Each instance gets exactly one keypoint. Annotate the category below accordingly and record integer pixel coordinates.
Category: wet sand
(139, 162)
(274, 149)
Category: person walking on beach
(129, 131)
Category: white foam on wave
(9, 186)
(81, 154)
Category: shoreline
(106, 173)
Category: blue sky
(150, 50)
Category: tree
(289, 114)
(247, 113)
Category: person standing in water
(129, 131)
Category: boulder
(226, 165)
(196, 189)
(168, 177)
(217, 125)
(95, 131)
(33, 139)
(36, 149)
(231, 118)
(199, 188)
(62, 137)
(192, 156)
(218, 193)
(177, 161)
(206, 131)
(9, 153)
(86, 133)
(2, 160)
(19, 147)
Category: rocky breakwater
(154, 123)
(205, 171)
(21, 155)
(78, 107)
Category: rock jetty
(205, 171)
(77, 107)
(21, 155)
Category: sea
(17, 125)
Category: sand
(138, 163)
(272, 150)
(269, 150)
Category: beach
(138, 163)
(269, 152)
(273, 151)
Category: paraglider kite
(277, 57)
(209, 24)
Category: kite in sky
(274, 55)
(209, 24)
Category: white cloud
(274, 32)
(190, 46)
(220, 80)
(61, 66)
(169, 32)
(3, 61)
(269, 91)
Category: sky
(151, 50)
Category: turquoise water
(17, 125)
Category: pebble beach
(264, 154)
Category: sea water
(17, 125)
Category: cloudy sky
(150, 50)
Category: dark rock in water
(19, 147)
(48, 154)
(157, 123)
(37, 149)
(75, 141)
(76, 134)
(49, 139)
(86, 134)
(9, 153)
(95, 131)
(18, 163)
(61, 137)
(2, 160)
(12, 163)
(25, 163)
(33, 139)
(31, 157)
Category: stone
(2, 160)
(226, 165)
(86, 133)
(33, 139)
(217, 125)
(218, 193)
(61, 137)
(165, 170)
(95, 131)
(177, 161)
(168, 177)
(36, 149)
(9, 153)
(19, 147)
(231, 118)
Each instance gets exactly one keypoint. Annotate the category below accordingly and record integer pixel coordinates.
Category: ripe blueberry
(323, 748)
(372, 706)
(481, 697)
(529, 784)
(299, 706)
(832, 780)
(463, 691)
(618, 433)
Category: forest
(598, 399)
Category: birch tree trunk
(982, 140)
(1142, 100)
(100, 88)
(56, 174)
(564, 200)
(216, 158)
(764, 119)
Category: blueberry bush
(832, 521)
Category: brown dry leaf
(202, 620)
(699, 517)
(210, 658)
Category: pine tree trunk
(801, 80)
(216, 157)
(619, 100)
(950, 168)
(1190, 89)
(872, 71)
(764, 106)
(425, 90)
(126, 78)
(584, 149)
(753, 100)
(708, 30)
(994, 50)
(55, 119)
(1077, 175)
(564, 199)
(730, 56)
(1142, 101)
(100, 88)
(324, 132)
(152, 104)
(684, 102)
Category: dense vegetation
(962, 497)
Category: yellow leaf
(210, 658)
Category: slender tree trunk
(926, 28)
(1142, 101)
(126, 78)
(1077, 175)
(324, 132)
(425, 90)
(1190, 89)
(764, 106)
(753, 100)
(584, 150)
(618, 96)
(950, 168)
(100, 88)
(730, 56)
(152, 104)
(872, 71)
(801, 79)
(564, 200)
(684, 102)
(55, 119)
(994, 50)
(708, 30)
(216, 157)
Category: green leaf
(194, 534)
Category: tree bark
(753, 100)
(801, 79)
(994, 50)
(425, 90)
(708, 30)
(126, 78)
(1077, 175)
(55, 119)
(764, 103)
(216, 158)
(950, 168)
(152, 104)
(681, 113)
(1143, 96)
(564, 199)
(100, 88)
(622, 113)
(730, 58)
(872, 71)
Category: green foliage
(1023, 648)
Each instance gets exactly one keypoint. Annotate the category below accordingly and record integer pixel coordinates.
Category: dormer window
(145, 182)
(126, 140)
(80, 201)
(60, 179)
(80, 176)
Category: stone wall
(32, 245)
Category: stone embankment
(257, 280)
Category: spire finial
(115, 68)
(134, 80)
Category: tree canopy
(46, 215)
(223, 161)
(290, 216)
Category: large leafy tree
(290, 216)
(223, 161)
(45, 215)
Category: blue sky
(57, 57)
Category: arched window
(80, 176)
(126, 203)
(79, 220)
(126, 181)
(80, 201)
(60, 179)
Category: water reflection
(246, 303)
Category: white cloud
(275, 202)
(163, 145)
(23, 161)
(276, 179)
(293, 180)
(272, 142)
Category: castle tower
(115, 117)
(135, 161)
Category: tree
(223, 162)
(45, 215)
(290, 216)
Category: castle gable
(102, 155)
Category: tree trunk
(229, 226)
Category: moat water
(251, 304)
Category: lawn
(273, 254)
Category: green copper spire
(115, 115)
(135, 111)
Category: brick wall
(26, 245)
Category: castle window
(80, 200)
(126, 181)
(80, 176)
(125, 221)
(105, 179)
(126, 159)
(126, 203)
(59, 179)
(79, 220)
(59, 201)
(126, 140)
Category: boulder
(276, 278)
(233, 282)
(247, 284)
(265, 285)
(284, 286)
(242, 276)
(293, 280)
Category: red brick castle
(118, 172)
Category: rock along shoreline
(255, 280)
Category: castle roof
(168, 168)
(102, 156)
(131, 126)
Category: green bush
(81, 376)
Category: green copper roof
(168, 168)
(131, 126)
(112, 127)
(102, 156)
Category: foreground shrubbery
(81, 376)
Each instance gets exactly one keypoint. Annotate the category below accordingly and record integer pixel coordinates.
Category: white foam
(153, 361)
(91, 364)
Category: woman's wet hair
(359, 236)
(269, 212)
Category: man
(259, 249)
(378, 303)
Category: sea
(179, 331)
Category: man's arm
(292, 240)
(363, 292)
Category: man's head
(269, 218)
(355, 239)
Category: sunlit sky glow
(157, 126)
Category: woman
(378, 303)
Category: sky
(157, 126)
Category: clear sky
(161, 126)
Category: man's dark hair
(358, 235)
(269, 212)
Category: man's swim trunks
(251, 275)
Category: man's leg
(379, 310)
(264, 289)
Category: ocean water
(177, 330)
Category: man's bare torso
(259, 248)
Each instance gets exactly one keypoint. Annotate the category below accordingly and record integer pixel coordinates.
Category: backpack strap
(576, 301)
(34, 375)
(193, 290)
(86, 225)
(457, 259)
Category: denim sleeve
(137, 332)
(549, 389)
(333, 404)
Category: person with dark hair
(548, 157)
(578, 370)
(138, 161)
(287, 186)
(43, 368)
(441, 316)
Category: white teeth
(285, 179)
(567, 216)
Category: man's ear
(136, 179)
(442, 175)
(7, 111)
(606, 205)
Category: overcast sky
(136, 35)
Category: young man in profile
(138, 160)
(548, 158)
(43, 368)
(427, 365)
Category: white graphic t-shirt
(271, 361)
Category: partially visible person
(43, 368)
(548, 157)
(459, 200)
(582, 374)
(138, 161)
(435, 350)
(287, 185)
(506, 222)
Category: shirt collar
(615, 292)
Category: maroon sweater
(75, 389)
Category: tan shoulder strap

——

_Description of the task_
Reproduce all of the records above word for word, keeping every line in its original order.

_Response to the task_
Each instance gets exactly one keypoint. Annotate the category below accordingly and record integer pixel coordinates.
Category: wet sand
(139, 162)
(274, 149)
Category: person walking on beach
(129, 131)
Category: white foam on wave
(9, 186)
(81, 154)
Category: shoreline
(106, 173)
Category: blue sky
(150, 50)
Category: tree
(289, 114)
(247, 113)
Category: person standing in water
(129, 131)
Category: boulder
(226, 165)
(196, 189)
(168, 177)
(217, 125)
(95, 131)
(33, 139)
(36, 149)
(231, 118)
(199, 188)
(62, 137)
(192, 156)
(218, 193)
(177, 161)
(206, 131)
(9, 153)
(86, 133)
(2, 160)
(19, 147)
Category: rocky breakwater
(154, 123)
(205, 171)
(21, 155)
(78, 107)
Category: rock jetty
(205, 171)
(77, 107)
(21, 155)
Category: sea
(17, 125)
Category: sand
(138, 163)
(272, 150)
(269, 150)
Category: beach
(138, 163)
(269, 152)
(273, 151)
Category: paraglider kite
(277, 57)
(209, 24)
Category: kite in sky
(274, 55)
(209, 24)
Category: white cloud
(274, 32)
(190, 46)
(220, 80)
(61, 66)
(169, 32)
(3, 61)
(269, 91)
Category: sky
(151, 50)
Category: turquoise water
(17, 125)
Category: pebble beach
(264, 154)
Category: sea water
(17, 125)
Category: cloudy sky
(150, 50)
Category: dark rock in water
(19, 147)
(48, 154)
(157, 123)
(37, 149)
(75, 141)
(76, 134)
(49, 139)
(86, 134)
(9, 153)
(95, 131)
(18, 163)
(61, 137)
(2, 160)
(12, 163)
(25, 163)
(33, 139)
(31, 157)
Category: stone
(2, 160)
(226, 165)
(86, 133)
(33, 139)
(217, 125)
(218, 193)
(61, 137)
(165, 170)
(95, 131)
(177, 161)
(168, 177)
(36, 149)
(9, 153)
(19, 147)
(231, 118)
Each instance gets exactly one keypoint. Annotate the category below accordingly and record integer pixel coordinates.
Category: ripe blueberry
(323, 748)
(372, 706)
(481, 697)
(529, 784)
(299, 706)
(832, 780)
(463, 691)
(618, 433)
Category: forest
(598, 399)
Category: birch tree trunk
(982, 140)
(1142, 100)
(100, 88)
(56, 174)
(564, 200)
(216, 158)
(764, 119)
Category: blueberry bush
(832, 521)
Category: brown dry leaf
(202, 620)
(699, 517)
(210, 658)
Category: pine tree trunk
(801, 80)
(216, 157)
(619, 100)
(950, 168)
(1190, 89)
(872, 71)
(764, 106)
(425, 90)
(126, 78)
(584, 149)
(753, 100)
(708, 30)
(994, 50)
(55, 119)
(1077, 175)
(564, 199)
(730, 56)
(1142, 101)
(100, 88)
(324, 132)
(152, 104)
(684, 102)
Category: dense vegetation
(962, 497)
Category: yellow leaf
(210, 658)
Category: slender tree trunk
(926, 28)
(1142, 101)
(126, 78)
(1077, 175)
(324, 132)
(425, 90)
(1190, 89)
(764, 106)
(753, 100)
(584, 150)
(618, 96)
(950, 168)
(100, 88)
(730, 56)
(152, 104)
(872, 71)
(801, 79)
(564, 200)
(684, 102)
(55, 119)
(994, 50)
(708, 30)
(216, 157)
Category: green leaf
(194, 534)
Category: tree bark
(753, 100)
(801, 79)
(994, 50)
(425, 90)
(708, 30)
(126, 78)
(1077, 175)
(55, 119)
(764, 103)
(216, 158)
(950, 168)
(152, 104)
(681, 113)
(1143, 96)
(564, 199)
(100, 88)
(622, 113)
(730, 58)
(872, 71)
Category: green foliage
(1023, 648)
Each instance gets exactly one keypoint. Annotate the category below accordingly and record integer pixel coordinates.
Category: dormer window
(145, 182)
(126, 140)
(80, 201)
(60, 179)
(80, 176)
Category: stone wall
(32, 245)
Category: stone embankment
(257, 280)
Category: spire finial
(115, 68)
(134, 80)
Category: tree canopy
(46, 215)
(223, 161)
(290, 216)
Category: large leafy tree
(290, 216)
(223, 161)
(45, 215)
Category: blue sky
(57, 57)
Category: arched window
(80, 176)
(126, 203)
(79, 220)
(126, 181)
(80, 201)
(60, 179)
Category: water reflection
(246, 303)
Category: white cloud
(275, 202)
(163, 145)
(23, 161)
(276, 179)
(293, 180)
(272, 142)
Category: castle tower
(115, 117)
(135, 161)
Category: tree
(223, 162)
(45, 215)
(290, 216)
Category: castle gable
(102, 155)
Category: tree trunk
(229, 226)
Category: moat water
(251, 304)
Category: lawn
(273, 254)
Category: green copper spire
(115, 115)
(135, 111)
Category: brick wall
(26, 245)
Category: castle window
(80, 200)
(126, 181)
(80, 176)
(125, 221)
(105, 179)
(126, 159)
(126, 203)
(59, 179)
(79, 220)
(59, 201)
(126, 140)
Category: boulder
(276, 278)
(233, 282)
(247, 284)
(265, 285)
(284, 286)
(242, 276)
(293, 280)
Category: red brick castle
(118, 172)
Category: rock along shoreline
(255, 280)
Category: castle roof
(168, 168)
(102, 156)
(131, 126)
Category: green bush
(81, 376)
Category: green copper roof
(168, 168)
(131, 126)
(112, 127)
(102, 156)
Category: foreground shrubbery
(81, 376)
Each instance gets exactly one keypoint. Annotate the category below accordingly and record integer pixel coordinates.
Category: white foam
(153, 361)
(91, 364)
Category: woman's wet hair
(359, 236)
(269, 212)
Category: man
(259, 249)
(378, 303)
Category: sea
(179, 331)
Category: man's arm
(292, 240)
(363, 292)
Category: man's head
(269, 218)
(355, 239)
Category: sunlit sky glow
(157, 126)
Category: woman
(378, 303)
Category: sky
(157, 126)
Category: clear sky
(161, 126)
Category: man's dark hair
(358, 235)
(269, 212)
Category: man's swim trunks
(251, 275)
Category: man's leg
(379, 310)
(264, 289)
Category: ocean water
(177, 330)
Category: man's bare torso
(259, 248)
Each instance gets exactly one keypoint. Annotate the category below accordingly and record integer pixel coordinates.
Category: backpack strap
(576, 301)
(34, 375)
(193, 290)
(86, 225)
(457, 259)
Category: denim sleeve
(137, 332)
(549, 389)
(333, 404)
Category: person with dark hair
(548, 157)
(578, 370)
(138, 161)
(287, 186)
(43, 368)
(441, 316)
Category: white teeth
(285, 179)
(567, 216)
Category: man's ear
(136, 179)
(442, 175)
(7, 111)
(606, 205)
Category: overcast sky
(136, 35)
Category: young man in profile
(138, 160)
(548, 158)
(43, 368)
(427, 365)
Category: white graphic t-shirt
(271, 361)
Category: partially visible person
(43, 368)
(548, 157)
(459, 200)
(582, 374)
(138, 161)
(435, 350)
(287, 185)
(506, 222)
Category: shirt collar
(615, 292)
Category: maroon sweater
(75, 389)
Category: tan shoulder strap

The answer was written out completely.